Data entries
[BEGIN]

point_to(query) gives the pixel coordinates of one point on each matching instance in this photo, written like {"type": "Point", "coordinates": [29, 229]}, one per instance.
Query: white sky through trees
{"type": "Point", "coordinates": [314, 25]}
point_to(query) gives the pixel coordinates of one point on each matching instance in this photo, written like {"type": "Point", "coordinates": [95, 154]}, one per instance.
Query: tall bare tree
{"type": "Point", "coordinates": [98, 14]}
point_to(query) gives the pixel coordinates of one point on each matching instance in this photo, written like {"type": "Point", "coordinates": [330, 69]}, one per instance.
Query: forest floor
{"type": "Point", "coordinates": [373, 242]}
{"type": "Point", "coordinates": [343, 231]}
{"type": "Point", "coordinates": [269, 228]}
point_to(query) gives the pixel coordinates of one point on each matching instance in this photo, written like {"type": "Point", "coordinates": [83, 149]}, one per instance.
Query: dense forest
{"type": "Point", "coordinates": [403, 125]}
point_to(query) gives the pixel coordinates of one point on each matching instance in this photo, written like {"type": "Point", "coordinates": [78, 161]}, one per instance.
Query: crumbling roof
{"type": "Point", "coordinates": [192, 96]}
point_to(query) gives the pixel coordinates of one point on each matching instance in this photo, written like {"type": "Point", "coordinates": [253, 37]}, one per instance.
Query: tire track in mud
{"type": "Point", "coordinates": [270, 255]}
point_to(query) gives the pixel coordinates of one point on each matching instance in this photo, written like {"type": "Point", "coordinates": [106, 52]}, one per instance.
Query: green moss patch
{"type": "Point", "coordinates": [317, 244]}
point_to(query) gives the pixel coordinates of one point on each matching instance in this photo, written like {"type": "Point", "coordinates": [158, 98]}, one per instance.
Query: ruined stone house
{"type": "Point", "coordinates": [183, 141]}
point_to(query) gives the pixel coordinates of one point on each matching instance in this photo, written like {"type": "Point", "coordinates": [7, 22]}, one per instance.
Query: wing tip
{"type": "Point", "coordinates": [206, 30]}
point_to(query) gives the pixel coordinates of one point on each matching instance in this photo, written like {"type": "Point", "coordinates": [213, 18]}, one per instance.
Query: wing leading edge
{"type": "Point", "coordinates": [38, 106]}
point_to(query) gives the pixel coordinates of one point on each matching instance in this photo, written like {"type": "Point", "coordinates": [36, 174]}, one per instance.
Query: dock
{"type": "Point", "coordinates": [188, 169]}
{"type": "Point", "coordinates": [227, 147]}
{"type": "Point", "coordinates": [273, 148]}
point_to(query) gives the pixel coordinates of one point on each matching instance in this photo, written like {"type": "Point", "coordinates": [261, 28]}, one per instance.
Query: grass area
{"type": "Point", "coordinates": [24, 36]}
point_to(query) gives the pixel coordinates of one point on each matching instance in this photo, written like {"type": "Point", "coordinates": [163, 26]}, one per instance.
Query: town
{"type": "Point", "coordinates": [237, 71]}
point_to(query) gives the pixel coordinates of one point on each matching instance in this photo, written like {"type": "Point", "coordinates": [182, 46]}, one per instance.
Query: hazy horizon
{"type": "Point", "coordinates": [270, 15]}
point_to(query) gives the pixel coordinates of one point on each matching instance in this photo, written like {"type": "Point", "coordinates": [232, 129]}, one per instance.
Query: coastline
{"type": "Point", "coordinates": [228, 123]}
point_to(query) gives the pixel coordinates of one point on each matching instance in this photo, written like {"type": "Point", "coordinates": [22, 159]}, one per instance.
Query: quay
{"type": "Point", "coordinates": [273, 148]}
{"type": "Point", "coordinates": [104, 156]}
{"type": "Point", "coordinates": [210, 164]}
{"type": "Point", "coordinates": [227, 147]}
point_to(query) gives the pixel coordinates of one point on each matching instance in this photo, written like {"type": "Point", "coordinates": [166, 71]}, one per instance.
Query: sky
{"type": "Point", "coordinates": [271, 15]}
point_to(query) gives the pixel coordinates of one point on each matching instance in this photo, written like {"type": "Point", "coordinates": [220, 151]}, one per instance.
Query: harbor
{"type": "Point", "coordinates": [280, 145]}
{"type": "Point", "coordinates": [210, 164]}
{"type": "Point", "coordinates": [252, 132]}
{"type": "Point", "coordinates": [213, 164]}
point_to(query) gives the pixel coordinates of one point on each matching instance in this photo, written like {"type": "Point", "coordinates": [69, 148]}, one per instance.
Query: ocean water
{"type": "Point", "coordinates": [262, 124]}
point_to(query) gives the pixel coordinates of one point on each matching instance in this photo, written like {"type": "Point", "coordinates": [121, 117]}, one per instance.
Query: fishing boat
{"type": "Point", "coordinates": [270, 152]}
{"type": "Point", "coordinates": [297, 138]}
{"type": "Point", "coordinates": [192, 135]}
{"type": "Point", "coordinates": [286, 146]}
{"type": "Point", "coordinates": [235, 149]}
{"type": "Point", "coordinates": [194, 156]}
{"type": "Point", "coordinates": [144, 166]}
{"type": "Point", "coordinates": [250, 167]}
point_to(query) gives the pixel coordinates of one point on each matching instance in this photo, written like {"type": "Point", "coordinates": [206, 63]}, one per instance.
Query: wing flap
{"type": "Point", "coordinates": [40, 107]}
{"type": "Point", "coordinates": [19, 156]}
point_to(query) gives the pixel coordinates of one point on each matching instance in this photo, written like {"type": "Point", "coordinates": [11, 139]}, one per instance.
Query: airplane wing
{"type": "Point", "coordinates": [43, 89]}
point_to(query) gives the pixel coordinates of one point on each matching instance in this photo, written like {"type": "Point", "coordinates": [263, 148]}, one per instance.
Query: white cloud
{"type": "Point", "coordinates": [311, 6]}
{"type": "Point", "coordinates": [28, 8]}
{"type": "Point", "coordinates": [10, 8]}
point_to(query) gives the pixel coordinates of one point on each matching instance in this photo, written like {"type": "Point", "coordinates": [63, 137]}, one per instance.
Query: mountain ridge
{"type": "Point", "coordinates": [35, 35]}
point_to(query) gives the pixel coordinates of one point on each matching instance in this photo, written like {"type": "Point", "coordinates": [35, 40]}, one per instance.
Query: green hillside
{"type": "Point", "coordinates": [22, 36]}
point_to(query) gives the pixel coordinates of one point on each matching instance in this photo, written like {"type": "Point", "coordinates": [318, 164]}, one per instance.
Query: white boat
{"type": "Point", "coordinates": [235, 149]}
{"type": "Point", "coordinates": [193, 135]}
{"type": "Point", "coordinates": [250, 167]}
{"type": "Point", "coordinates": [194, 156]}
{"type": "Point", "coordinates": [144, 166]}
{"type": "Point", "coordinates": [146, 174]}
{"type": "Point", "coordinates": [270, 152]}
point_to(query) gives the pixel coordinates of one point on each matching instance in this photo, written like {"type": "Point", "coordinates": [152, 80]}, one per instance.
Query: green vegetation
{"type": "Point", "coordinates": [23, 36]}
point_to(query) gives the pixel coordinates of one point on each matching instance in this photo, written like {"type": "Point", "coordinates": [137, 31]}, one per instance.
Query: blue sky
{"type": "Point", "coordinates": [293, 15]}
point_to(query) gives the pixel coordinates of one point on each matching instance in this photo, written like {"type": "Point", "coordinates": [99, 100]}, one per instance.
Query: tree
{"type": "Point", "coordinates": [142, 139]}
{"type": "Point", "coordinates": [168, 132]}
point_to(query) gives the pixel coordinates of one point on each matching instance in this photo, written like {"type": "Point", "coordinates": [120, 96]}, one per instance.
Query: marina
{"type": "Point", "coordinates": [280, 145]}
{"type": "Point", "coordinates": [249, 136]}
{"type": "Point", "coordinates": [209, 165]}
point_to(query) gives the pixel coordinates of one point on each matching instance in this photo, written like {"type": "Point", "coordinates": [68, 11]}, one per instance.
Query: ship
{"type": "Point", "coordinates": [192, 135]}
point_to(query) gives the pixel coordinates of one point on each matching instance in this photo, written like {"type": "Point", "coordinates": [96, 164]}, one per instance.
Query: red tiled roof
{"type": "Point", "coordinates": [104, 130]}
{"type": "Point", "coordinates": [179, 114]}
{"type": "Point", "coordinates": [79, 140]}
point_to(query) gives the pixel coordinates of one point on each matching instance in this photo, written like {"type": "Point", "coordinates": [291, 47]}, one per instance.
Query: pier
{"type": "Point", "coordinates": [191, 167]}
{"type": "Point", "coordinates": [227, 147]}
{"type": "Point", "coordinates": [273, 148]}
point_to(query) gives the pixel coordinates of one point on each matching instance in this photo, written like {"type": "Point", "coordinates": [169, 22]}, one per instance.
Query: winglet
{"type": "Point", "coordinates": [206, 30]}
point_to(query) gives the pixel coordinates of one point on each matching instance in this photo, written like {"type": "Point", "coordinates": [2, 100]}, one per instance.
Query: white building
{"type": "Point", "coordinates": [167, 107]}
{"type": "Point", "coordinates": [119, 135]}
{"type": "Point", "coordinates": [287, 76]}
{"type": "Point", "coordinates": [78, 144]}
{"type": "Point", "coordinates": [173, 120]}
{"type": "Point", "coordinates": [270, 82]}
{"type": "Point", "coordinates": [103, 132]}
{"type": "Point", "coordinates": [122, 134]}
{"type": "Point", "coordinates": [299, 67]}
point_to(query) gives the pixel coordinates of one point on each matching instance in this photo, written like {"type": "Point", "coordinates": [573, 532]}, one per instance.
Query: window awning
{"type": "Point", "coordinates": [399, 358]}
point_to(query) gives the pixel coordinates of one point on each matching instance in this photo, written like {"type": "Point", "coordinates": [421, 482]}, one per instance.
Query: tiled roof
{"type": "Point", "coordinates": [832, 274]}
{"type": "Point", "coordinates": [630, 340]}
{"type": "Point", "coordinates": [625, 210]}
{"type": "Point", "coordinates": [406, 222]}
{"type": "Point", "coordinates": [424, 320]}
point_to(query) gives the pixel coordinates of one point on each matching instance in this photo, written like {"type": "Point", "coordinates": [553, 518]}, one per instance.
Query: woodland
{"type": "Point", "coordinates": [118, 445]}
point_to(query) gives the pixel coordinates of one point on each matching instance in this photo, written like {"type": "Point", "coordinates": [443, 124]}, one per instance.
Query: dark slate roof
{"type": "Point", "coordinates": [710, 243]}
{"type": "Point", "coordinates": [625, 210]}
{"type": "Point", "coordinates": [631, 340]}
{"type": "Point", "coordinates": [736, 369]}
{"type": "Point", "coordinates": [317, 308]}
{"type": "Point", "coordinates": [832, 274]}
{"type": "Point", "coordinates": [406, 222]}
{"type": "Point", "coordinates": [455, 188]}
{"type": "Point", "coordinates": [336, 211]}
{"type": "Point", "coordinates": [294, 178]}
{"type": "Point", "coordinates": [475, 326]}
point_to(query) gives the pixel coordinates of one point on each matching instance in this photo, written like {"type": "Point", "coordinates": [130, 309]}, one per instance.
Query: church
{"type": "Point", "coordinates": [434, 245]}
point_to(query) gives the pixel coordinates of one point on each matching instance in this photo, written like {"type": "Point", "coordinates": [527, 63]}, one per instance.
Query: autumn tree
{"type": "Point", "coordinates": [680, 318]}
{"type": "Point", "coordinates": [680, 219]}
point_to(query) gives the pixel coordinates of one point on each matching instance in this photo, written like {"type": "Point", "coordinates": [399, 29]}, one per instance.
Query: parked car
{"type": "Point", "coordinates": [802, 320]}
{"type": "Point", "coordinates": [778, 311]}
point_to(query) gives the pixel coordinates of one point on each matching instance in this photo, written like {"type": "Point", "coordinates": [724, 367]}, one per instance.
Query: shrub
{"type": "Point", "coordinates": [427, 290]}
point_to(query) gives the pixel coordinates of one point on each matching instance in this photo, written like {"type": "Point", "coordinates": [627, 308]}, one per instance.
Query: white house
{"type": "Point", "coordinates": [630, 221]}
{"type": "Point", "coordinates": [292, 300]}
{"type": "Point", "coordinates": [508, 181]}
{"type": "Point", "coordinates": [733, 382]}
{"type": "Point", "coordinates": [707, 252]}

[END]

Exercise details | Count the lines in the entries above that contain the word "boat". Reply with the number only.

Solution to the problem | 2